> Passage for review
After a great introduction to Africa in the lovely Port of Tanger at Morocco’s Northern tip, I had hopped on a bus to continue my adventures in Northern Morocco.

Adventures in Northern Morocco – Casablanca

I was super hungry once I reached Casablanca, so I tried to find a cafe where I could sit down for a meal. In Tanger, cafes always sold food, but it turns out that cafes in Casablanca only sold coffee, not food. Not even snacks. They also seemed to be full of men just hanging out watching a world cup match. Ahh, the perils of travelling in Africa during the FIFA World Cup!

It was time to give up on the idea of getting some food and hope that tea and Wifi could take its place. Once online, I’d received a message from my pre-arranged host saying that he could no longer host me. Uh oh! Panic mode engaged! I madly searched for another host. Luckily a couple of Khalids that I had been conversing with in the weeks prior to my trip came to the rescue. Khalid is a common name in Morocco!

Adventures in Northern Morocco – Meeting the Locals

The first Khalid, let’s call him Khalid number 1, tried to organise a car to drive the 70 kilometres from the town he was in, to pick me up. He would then drive me the 70 kilometres back to his town and host me there. The Second Khalid, let’s call him Khalid no 2, also offered to help me out by picking me up and hosting me at his place in Casablanca. Aren’t Morrocans awesome?

Obviously, it was much easier to stay in Casablanca to save Khalid number 1 a 3 hour round trip. So I went to Khalid number 2’s house and met his housemates. One of the housemates was hilarious. He was walking around dancing whilst on a video call to his girlfriend. No talking, just dancing. Then he just handed the phone to me, so I could talk to his girlfriend while he continued dancing. I guess if you gotta dance, you gotta dance!

Adventures in Northern Morocco – Exploring the City

After chatting with Khalid number 2, his housemates and the girlfriend for a bit, Khalid drove me and one of his housemates around for food. Then a tour of the city which included a drive-by of the biggest mosque in Africa, Hassan II Mosque. We ended up eating near the beach which is apparently where everyone, from partygoers to families, to rose and toy sellers, came out to play at night. The beachside promenade was lined with restaurants and clubs. The clubs seem to serve a slightly different purpose to what they do in other places. There was no pounding music and drunken dancing, just people sitting around and chatting while smoking and eating.

K in Motion Travel Blog. Adventure in Northern Morocco. Beach Club

The next morning, Khalid number 1 didn’t want to get up, so his friend drove me to the train station. There I boarded a train for a short ride to a little town, 70 kilometres away, called Settat, where I would meet Khalid number 2. Once I’d bought my ticket, I went to a small snack shop at the station to get some food. They had tacos! But they were a little bit different to your average taco. They were just meat and vegetables wrapped in tortillas. I guess you don’t go to Morrocco for Mexican food!

> Directions
In the Morocco travel post, copy out everything from "Adventures in Northern Morocco – Casablanca" down to "name in Morocco!".

> Point localization data

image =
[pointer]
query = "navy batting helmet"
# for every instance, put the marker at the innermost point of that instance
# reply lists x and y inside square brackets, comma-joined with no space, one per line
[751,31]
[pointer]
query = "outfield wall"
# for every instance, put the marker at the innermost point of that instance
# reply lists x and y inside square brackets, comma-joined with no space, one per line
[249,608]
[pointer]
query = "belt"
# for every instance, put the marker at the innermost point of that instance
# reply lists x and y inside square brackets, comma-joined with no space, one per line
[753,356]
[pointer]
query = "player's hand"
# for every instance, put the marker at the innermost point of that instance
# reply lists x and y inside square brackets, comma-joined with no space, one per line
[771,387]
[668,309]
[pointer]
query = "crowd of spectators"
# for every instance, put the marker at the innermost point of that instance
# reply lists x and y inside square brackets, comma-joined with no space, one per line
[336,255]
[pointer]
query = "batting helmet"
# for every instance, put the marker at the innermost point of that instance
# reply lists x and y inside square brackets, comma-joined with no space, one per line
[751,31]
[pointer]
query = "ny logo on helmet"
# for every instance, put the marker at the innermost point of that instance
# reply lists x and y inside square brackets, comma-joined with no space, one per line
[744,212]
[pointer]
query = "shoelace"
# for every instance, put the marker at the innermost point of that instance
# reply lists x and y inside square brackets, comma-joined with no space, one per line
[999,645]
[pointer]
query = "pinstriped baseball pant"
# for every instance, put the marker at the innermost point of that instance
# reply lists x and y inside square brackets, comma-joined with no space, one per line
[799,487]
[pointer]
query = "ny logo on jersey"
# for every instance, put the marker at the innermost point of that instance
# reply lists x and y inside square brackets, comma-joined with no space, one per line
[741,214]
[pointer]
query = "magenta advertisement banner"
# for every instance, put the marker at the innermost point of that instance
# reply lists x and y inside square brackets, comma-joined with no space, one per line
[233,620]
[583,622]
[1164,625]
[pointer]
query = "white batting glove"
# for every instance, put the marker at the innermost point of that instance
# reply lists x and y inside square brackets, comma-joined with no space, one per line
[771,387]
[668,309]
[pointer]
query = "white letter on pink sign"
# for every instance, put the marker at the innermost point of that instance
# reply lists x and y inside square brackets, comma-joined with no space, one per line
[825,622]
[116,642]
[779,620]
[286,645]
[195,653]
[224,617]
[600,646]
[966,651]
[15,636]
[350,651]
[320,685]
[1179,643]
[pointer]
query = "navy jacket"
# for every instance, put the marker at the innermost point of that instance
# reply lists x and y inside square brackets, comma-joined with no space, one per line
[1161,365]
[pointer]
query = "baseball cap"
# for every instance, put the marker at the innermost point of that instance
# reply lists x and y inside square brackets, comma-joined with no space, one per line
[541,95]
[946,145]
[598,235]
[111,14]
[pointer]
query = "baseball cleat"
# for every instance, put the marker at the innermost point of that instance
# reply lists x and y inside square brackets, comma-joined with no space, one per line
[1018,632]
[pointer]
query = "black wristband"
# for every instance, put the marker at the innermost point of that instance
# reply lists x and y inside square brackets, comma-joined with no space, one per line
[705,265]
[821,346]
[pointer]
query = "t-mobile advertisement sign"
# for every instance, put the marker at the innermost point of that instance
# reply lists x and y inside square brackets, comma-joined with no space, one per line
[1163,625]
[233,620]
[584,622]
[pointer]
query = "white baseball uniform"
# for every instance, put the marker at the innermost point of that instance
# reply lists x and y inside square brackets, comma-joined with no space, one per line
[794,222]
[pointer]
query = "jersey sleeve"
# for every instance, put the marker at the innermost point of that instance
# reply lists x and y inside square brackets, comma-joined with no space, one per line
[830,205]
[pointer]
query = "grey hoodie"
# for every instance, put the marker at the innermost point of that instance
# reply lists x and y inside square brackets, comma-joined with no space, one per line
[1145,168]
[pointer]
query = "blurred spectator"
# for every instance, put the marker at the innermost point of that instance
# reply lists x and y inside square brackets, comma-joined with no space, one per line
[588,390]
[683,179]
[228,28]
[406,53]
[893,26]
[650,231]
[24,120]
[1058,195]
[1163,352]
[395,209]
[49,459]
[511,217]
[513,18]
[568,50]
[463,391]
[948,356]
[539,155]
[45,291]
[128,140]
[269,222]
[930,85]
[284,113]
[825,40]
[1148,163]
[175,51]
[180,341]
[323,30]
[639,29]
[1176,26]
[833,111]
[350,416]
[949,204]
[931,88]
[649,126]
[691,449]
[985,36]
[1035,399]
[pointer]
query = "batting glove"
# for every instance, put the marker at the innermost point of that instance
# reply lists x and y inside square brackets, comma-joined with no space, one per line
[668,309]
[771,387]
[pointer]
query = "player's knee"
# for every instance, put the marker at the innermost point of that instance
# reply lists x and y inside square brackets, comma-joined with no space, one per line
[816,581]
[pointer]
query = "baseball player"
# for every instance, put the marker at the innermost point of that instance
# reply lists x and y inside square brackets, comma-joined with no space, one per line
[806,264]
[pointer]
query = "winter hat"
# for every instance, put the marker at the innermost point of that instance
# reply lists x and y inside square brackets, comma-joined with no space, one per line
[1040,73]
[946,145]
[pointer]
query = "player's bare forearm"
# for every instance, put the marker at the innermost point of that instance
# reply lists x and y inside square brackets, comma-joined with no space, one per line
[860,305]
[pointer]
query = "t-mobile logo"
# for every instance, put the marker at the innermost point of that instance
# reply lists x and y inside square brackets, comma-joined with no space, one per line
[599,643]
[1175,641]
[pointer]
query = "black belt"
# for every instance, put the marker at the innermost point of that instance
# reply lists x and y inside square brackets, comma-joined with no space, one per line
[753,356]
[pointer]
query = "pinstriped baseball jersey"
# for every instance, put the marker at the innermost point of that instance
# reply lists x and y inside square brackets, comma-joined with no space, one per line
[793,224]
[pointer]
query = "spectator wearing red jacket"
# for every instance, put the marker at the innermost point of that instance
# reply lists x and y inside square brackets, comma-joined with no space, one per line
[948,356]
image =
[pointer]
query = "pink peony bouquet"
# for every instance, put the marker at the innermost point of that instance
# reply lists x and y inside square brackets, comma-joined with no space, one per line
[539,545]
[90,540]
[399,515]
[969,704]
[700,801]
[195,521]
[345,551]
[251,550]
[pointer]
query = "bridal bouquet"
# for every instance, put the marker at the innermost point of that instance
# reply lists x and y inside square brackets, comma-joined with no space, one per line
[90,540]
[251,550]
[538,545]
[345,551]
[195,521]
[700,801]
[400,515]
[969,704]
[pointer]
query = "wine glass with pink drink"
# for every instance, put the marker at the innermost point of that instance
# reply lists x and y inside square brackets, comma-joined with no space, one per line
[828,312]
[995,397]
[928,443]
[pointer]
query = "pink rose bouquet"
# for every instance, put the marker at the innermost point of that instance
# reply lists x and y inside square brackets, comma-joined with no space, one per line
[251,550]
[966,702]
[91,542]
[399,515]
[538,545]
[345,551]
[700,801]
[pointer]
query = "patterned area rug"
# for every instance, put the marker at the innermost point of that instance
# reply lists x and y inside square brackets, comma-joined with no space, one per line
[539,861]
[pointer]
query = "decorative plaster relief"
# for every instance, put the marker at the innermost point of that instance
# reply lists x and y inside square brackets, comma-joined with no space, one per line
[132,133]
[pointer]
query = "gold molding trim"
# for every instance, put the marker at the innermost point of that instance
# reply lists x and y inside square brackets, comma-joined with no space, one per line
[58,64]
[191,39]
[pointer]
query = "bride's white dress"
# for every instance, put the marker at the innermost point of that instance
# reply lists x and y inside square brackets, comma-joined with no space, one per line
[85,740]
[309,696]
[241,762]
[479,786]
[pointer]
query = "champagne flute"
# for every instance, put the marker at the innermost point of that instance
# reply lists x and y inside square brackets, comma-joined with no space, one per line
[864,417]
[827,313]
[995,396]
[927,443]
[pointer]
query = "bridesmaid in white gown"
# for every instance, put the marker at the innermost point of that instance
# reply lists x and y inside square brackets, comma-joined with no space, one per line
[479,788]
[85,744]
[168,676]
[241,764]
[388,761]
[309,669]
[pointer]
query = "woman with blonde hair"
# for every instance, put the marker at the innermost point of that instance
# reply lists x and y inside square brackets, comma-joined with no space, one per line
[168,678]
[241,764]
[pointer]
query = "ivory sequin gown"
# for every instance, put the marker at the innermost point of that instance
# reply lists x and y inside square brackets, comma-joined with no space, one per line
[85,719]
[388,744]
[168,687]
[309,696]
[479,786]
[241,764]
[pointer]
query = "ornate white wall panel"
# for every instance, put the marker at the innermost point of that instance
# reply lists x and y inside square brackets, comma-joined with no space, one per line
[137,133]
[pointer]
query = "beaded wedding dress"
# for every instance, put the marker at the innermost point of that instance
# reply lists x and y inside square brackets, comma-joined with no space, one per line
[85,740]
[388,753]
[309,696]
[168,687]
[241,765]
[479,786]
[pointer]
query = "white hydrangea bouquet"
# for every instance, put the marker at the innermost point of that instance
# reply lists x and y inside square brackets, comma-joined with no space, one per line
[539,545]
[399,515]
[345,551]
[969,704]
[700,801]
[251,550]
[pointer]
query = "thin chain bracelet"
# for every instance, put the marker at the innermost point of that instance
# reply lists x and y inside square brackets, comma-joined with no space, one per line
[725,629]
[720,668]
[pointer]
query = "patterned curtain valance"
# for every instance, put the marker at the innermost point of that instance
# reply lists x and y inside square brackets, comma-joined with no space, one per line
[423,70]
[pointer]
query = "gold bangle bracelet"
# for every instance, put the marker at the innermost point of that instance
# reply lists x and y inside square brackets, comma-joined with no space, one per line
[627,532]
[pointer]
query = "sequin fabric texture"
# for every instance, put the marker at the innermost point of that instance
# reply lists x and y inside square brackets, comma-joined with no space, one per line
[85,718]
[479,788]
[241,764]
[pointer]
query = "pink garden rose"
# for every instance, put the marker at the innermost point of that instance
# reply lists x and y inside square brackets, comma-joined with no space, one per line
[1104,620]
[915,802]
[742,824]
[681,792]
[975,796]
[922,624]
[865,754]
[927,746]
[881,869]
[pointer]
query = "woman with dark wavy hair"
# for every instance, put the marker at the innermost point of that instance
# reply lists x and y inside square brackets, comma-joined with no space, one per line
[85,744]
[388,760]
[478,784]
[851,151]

> Result of this exercise
Adventures in Northern Morocco – Casablanca

I was super hungry once I reached Casablanca, so I tried to find a cafe where I could sit down for a meal. In Tanger, cafes always sold food, but it turns out that cafes in Casablanca only sold coffee, not food. Not even snacks. They also seemed to be full of men just hanging out watching a world cup match. Ahh, the perils of travelling in Africa during the FIFA World Cup!

It was time to give up on the idea of getting some food and hope that tea and Wifi could take its place. Once online, I’d received a message from my pre-arranged host saying that he could no longer host me. Uh oh! Panic mode engaged! I madly searched for another host. Luckily a couple of Khalids that I had been conversing with in the weeks prior to my trip came to the rescue. Khalid is a common name in Morocco!